* _Directions_
Convert all of the rows below into a Markdown table with the columns "No." and "Line," numbering each line and omitting blank lines. Leave the pictures out of the answer.
+ + + + +
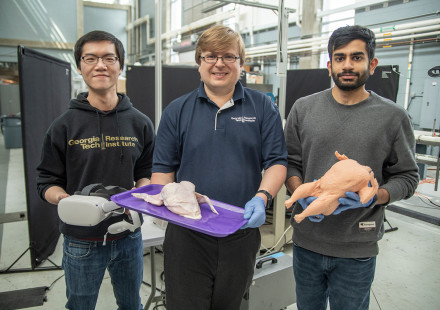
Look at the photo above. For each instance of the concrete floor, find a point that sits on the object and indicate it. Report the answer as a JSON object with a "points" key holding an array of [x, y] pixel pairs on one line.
{"points": [[407, 274]]}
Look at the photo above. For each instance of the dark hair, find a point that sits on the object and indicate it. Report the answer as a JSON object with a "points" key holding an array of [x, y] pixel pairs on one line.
{"points": [[96, 36], [344, 35]]}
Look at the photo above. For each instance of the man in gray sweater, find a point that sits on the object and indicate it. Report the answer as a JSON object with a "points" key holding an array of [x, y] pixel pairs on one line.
{"points": [[334, 256]]}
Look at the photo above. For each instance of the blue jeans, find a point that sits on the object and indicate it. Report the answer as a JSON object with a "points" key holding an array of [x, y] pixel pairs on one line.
{"points": [[85, 262], [344, 282]]}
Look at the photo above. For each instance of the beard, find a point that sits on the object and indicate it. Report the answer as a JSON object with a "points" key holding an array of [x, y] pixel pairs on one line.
{"points": [[348, 86]]}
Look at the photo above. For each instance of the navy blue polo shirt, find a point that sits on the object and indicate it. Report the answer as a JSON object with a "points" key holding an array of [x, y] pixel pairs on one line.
{"points": [[222, 151]]}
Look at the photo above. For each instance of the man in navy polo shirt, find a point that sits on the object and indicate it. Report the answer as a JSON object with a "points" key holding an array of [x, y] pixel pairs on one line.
{"points": [[220, 137]]}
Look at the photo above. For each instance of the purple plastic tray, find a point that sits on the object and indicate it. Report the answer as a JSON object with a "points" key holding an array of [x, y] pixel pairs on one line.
{"points": [[228, 221]]}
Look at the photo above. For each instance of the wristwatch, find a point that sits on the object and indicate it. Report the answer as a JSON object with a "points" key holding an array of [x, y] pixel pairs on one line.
{"points": [[269, 197]]}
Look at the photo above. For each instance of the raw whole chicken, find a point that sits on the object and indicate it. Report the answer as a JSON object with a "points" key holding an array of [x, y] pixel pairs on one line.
{"points": [[344, 176], [180, 198]]}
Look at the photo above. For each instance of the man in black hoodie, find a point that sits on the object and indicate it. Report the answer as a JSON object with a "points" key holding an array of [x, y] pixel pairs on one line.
{"points": [[101, 138]]}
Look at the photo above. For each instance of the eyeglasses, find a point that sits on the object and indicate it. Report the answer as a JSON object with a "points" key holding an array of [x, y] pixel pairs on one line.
{"points": [[93, 60], [213, 59]]}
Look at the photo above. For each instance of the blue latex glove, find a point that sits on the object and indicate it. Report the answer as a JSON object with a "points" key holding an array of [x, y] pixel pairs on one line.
{"points": [[255, 212], [304, 202], [352, 201]]}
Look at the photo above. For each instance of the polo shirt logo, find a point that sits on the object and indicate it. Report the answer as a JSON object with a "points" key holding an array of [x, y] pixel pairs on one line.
{"points": [[244, 119]]}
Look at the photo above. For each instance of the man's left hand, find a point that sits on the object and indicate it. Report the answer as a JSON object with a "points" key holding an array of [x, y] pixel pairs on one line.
{"points": [[352, 201], [255, 212]]}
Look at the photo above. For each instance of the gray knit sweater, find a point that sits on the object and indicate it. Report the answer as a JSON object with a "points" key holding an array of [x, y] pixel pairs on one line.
{"points": [[377, 133]]}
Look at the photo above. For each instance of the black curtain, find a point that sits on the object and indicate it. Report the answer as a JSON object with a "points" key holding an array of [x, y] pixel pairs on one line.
{"points": [[176, 81], [45, 91], [140, 85], [304, 82]]}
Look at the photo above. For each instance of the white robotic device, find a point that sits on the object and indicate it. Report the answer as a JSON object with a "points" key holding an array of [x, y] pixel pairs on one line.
{"points": [[90, 209]]}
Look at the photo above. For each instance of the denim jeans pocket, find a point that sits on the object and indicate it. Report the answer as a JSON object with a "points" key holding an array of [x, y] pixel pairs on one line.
{"points": [[77, 248], [135, 235], [363, 259]]}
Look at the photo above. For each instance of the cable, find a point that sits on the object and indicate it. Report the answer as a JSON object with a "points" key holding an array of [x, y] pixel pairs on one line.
{"points": [[272, 248], [423, 196]]}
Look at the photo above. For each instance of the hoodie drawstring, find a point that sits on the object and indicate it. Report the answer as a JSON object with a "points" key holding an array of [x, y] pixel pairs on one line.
{"points": [[119, 135]]}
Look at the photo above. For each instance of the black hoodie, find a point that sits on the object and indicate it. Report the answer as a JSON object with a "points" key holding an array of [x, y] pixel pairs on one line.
{"points": [[85, 146]]}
+ + + + +
* _Task answer_
| No. | Line |
|---|---|
| 1 | Look at the photo above. For each instance of the concrete floor, find a point that sits on the object and indicate it. Report the answer as a JSON object with a "points" key holding an array of [x, y] pixel pairs on one line. |
| 2 | {"points": [[407, 274]]} |
| 3 | Look at the photo above. For each instance of the dark hair, find a point that sits on the object and indicate it. Report the answer as a JSON object with a "points" key holding an array of [x, y] pixel pairs on one line. |
| 4 | {"points": [[96, 36], [344, 35]]} |
| 5 | Look at the photo above. For each instance of the man in gray sweater, find a point that sits on the object and indicate it. Report the answer as a JSON object with a "points" key holding an array of [x, y] pixel pairs on one line. |
| 6 | {"points": [[334, 256]]} |
| 7 | Look at the photo above. For each instance of the blue jeans, find a point that sits on the object and indicate it. Report the answer as a JSON object with a "points" key holding an array of [x, y] pixel pairs on one line. |
| 8 | {"points": [[85, 262], [344, 282]]} |
| 9 | Look at the photo above. For each instance of the beard, find a point that sits on the object and indicate it. Report the answer as a JSON object with a "points" key holding an array of [x, y] pixel pairs on one line. |
| 10 | {"points": [[348, 86]]} |
| 11 | Look at the photo above. For each instance of the navy blue polo shirt, find a point that sits on the object and indicate it. Report the answer as a JSON object with a "points" key holding an array of [x, y] pixel pairs on one line. |
| 12 | {"points": [[222, 151]]} |
| 13 | Look at the photo above. For each instance of the man in navy polo shirt, find a point that sits on the object and indicate it. Report the answer as a JSON object with a "points" key holding an array of [x, y] pixel pairs on one line. |
| 14 | {"points": [[220, 137]]} |
| 15 | Look at the photo above. For each instance of the purple plastic tray, find a point that sits on the object and indicate it. Report the answer as a JSON object with a "points" key holding an array of [x, y] pixel pairs on one line. |
| 16 | {"points": [[228, 221]]} |
| 17 | Look at the photo above. For each instance of the wristwatch, find a point that sits on the object and indicate it. Report the answer as a JSON object with a "points" key holding an array of [x, y] pixel pairs on one line. |
| 18 | {"points": [[269, 197]]} |
| 19 | Look at the photo above. For each instance of the raw whole chicken, find a point that sits on the object and indicate it. Report the answer as a JSON object with a "points" key holding an array of [x, y] pixel pairs on one line. |
| 20 | {"points": [[344, 176], [180, 198]]} |
| 21 | Look at the photo above. For each instance of the man in black hoodie, find a point that sits on the object and indicate it. Report the answer as a JSON object with a "points" key holding an array of [x, y] pixel pairs on one line. |
| 22 | {"points": [[101, 138]]} |
| 23 | Look at the photo above. For each instance of the eyeglasses, find a point that sits on the object and indicate it. Report the answer as a JSON object with a "points" key holding an array of [x, y] pixel pairs on one line. |
| 24 | {"points": [[93, 60], [213, 59]]} |
| 25 | Look at the photo above. For each instance of the blue latex glove, find a point that sits on the object and indicate it. Report the answer as a JSON object with a "points" key holding an array of [x, y] pixel pairs on one line. |
| 26 | {"points": [[255, 212], [304, 202], [352, 201]]} |
| 27 | Look at the photo above. For each instance of the polo shirt logo, find a point that sits on the object and indicate it. Report the answer as a JSON object with a "points" key holding an array of [x, y] pixel pairs on one line. |
| 28 | {"points": [[244, 119]]} |
| 29 | Look at the photo above. For each instance of the man's left hand, find a point that sits on the object and indicate it. Report the answer as a JSON object with a "points" key holding an array of [x, y] pixel pairs on one line. |
| 30 | {"points": [[352, 201], [255, 212]]} |
| 31 | Look at the photo above. For each instance of the gray knit sweater, find a point that sits on the object and indicate it. Report the answer as a JSON object with a "points" key holding an array of [x, y] pixel pairs on one line. |
| 32 | {"points": [[377, 133]]} |
| 33 | Look at the photo above. For each instance of the black curtain, find a point that sits on the object and indicate it. Report the answer as a JSON object with a "points" key holding an array of [x, y] pixel pairs on one line. |
| 34 | {"points": [[176, 81], [45, 91], [140, 85], [304, 82]]} |
| 35 | Look at the photo above. For each instance of the white robotic device, find a point that sits on the object and indicate it. Report the answer as a JSON object with a "points" key holding an array of [x, y] pixel pairs on one line. |
| 36 | {"points": [[90, 209]]} |
| 37 | Look at the photo above. For each instance of the denim jeans pocket, find a point that sits on the object and indicate it. Report the answer as a JSON object with a "points" key holding an array of [x, y] pixel pairs on one line. |
| 38 | {"points": [[77, 248], [135, 235], [363, 259]]} |
| 39 | Look at the photo above. For each instance of the cable, find a point that sits on the object and indicate it. Report the answer as a JSON object with a "points" key holding an array of [x, y] pixel pairs on one line. |
| 40 | {"points": [[272, 248], [423, 196]]} |
| 41 | Look at the photo above. For each instance of the hoodie drawstring, find a point that sits on the object and indicate it. Report the answer as a JSON object with a "points" key holding an array of [x, y] pixel pairs on one line. |
| 42 | {"points": [[119, 135]]} |
| 43 | Look at the photo above. For each instance of the black hoodie, find a point that sits on the object and indicate it. Report the answer as a JSON object with a "points" key holding an array of [x, y] pixel pairs on one line. |
| 44 | {"points": [[85, 146]]} |